- Dataset rows -

—————

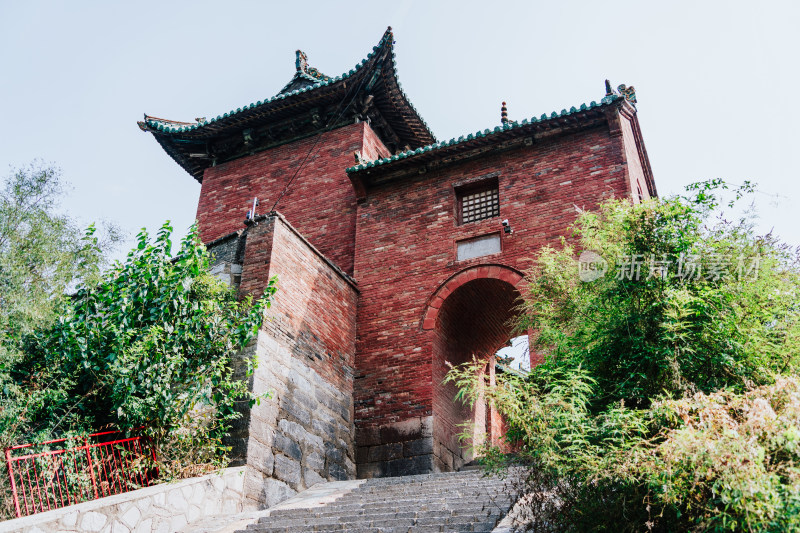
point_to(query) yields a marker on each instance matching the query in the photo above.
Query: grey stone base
(400, 449)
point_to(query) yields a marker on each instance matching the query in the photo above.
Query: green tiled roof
(485, 133)
(170, 126)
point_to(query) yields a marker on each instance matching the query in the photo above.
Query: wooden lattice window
(479, 204)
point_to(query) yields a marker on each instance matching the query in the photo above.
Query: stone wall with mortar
(162, 508)
(303, 433)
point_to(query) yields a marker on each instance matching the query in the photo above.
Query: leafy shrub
(664, 403)
(149, 345)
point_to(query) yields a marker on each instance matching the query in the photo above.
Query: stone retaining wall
(162, 508)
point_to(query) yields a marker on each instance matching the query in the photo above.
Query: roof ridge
(162, 125)
(608, 99)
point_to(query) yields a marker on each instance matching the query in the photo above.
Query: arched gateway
(395, 254)
(469, 316)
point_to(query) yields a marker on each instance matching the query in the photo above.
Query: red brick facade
(381, 202)
(320, 201)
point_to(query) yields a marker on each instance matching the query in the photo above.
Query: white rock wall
(162, 508)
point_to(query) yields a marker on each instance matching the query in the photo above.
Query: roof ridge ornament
(629, 93)
(301, 61)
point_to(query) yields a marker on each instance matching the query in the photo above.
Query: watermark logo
(684, 267)
(591, 266)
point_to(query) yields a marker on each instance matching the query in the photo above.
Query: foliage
(662, 403)
(732, 319)
(149, 345)
(723, 461)
(42, 252)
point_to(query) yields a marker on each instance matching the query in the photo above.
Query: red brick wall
(473, 320)
(406, 249)
(314, 305)
(320, 201)
(303, 433)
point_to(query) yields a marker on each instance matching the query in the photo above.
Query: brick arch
(458, 279)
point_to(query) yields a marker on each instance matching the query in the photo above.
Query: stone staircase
(447, 502)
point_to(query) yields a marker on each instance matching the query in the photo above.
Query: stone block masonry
(355, 169)
(304, 433)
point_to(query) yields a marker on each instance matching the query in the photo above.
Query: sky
(717, 83)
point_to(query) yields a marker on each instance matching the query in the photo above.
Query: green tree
(689, 302)
(150, 345)
(42, 252)
(662, 403)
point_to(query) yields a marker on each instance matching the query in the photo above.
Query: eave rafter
(294, 114)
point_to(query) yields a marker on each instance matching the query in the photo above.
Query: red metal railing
(104, 464)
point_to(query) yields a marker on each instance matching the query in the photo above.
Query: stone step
(448, 502)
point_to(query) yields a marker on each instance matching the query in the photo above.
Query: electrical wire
(316, 141)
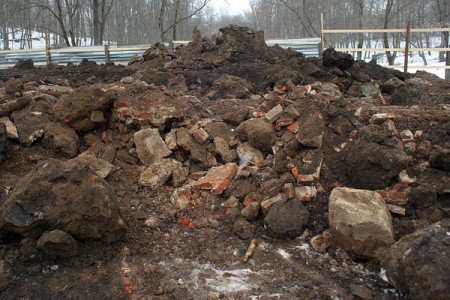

—————

- PROMPT -
Tally the lines of the material above that contain the string "green", treating uppercase and lowercase as different. Reply with the number alone.

- SOLVED EXERCISE -
2